-------- EXTRACTED DATA --------

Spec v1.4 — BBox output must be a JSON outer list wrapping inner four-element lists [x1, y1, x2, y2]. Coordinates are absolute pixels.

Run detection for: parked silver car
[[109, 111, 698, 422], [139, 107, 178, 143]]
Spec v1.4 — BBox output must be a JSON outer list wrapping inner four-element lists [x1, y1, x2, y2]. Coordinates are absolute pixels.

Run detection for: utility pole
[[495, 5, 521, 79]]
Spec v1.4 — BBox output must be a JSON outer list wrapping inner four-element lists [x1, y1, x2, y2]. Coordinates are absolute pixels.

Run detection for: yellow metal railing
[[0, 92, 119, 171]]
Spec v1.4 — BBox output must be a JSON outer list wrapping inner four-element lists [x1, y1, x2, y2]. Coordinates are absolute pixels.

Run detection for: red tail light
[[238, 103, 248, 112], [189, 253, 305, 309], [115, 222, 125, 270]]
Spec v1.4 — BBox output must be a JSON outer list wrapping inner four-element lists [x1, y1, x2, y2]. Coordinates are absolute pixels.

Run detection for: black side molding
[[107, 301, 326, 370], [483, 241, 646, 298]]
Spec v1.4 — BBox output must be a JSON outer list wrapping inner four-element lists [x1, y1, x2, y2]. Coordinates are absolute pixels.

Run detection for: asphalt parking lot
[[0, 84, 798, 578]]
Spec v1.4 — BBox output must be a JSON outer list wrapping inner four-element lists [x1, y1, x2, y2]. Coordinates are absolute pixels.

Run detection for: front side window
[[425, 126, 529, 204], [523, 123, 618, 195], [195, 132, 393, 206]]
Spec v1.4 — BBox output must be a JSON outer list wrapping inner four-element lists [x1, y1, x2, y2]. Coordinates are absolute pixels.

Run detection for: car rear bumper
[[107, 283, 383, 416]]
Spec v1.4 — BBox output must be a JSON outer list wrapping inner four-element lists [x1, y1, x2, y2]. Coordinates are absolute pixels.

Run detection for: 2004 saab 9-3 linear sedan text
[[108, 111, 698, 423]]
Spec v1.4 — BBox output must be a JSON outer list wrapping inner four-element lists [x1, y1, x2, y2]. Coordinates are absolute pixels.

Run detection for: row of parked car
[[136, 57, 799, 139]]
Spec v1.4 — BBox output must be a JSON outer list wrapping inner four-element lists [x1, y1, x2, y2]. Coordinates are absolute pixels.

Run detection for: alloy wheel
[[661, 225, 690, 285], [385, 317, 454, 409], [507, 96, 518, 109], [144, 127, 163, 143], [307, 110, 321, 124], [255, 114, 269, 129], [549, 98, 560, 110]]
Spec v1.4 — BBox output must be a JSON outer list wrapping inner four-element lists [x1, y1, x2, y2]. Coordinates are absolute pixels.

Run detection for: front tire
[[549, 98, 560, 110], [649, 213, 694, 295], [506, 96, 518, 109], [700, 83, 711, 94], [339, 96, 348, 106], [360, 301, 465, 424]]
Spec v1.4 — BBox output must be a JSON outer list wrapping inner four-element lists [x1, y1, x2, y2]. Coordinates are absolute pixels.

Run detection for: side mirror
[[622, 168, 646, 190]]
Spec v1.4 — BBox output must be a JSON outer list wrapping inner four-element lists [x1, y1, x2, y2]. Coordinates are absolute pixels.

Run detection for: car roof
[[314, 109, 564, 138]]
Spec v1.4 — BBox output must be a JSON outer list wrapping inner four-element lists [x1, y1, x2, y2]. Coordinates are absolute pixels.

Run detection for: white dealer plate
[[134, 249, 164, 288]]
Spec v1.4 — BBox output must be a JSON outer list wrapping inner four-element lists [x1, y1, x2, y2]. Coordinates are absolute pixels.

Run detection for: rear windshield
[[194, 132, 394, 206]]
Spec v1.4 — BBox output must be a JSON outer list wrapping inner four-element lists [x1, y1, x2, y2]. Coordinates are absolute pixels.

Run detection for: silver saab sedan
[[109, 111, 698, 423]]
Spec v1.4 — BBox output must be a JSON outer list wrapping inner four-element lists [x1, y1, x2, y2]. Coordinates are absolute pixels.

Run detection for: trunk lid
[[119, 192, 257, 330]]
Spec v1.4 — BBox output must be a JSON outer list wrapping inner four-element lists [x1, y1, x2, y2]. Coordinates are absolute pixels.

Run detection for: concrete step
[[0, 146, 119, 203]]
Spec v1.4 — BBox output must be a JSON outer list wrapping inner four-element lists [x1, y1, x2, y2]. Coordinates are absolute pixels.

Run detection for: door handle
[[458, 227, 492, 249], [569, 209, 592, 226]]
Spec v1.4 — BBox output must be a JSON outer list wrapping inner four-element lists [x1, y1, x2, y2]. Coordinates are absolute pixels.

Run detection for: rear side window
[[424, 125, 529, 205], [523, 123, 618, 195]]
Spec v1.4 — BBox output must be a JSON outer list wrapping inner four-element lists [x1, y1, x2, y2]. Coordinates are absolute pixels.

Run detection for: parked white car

--------

**TASK**
Take the lines from the one containing "Run detection for: rear side window" through the final line of the entries above, and set them down exactly, with nothing added.

**ANSWER**
Run detection for: rear side window
[[424, 125, 529, 205], [523, 123, 618, 195]]
Spec v1.4 — BBox output must be a JSON outer list wrapping inner four-element lists [x1, y1, x2, y2]. Coordinates are absolute pixels.

Run detection for: parked white car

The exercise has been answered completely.